_Exercise goal_.
Your task is to transcribe the entries below exactly, beginning with the line containing "point: grey deck" and ending with the final line, and to add nothing else.

_Supplied material_.
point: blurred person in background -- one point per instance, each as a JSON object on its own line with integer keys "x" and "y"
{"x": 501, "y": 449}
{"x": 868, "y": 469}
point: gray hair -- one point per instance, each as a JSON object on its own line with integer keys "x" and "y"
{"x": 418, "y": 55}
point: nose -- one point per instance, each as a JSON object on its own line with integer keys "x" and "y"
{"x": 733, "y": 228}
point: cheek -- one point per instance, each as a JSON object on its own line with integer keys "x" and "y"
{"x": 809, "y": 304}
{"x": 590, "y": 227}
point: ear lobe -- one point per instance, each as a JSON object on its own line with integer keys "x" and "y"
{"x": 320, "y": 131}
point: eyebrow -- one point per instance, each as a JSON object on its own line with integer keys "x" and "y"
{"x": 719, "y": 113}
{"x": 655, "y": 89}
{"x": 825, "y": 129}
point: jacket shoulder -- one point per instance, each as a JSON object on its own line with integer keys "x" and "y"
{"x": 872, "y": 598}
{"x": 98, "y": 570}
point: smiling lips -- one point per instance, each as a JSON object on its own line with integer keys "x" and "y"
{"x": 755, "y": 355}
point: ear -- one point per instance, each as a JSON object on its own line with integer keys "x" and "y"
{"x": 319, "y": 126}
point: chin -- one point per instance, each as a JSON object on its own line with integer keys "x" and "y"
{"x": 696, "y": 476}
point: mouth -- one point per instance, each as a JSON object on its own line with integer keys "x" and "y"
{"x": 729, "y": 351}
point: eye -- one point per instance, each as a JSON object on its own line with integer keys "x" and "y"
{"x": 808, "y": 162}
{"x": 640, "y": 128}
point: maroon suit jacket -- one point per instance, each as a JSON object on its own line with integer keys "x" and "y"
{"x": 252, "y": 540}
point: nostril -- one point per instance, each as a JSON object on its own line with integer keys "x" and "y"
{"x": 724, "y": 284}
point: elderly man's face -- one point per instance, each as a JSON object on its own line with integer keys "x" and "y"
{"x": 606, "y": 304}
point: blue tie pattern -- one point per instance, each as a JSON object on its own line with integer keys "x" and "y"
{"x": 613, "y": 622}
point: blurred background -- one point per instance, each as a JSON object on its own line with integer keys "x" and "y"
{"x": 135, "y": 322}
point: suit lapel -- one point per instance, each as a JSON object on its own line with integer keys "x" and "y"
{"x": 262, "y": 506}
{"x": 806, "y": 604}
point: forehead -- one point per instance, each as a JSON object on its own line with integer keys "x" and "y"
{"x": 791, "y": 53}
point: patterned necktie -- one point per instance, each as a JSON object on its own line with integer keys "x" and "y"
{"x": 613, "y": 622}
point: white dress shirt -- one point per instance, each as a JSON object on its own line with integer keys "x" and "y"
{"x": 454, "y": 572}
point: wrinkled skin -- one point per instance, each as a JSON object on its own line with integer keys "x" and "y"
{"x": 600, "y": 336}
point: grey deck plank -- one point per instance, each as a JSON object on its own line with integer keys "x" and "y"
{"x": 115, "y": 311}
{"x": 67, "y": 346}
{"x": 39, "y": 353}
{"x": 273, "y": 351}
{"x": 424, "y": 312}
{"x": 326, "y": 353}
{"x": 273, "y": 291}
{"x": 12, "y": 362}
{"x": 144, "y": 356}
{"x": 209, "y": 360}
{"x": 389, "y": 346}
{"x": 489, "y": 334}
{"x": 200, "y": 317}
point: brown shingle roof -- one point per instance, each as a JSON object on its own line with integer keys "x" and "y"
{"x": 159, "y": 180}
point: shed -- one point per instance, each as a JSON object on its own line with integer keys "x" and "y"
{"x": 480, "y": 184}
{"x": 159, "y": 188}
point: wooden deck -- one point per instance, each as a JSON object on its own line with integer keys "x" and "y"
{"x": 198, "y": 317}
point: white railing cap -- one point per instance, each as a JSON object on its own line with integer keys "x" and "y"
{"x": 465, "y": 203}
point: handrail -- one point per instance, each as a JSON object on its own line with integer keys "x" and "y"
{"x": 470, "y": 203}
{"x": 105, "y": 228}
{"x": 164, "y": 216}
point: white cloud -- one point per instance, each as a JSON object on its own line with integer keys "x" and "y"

_Answer to this problem_.
point: grey deck plank -- one point per instance, each as a JSON object on its own line with integer keys "x" and "y"
{"x": 115, "y": 311}
{"x": 67, "y": 346}
{"x": 39, "y": 353}
{"x": 273, "y": 351}
{"x": 424, "y": 312}
{"x": 326, "y": 353}
{"x": 273, "y": 291}
{"x": 12, "y": 362}
{"x": 144, "y": 356}
{"x": 209, "y": 360}
{"x": 389, "y": 346}
{"x": 489, "y": 334}
{"x": 200, "y": 317}
point: brown shingle roof -- one point per instance, each as a JSON object on its own line with integer keys "x" and "y"
{"x": 159, "y": 180}
point: shed -- one point per instance, each as a JSON object on its own line with integer keys "x" and "y"
{"x": 480, "y": 184}
{"x": 159, "y": 188}
point: wooden deck -- one point per instance, each as a JSON object on its own line with integer keys "x" and "y"
{"x": 198, "y": 317}
point: white railing cap -- one point per instance, each as a JSON object on its own line with integer keys "x" and "y"
{"x": 465, "y": 203}
point: handrail -- one point per instance, each as a JSON object on its own line with integer keys "x" and "y"
{"x": 470, "y": 203}
{"x": 105, "y": 228}
{"x": 164, "y": 216}
point: white cloud -- one point per instance, each as a JSON object on its own line with integer keys "x" and "y"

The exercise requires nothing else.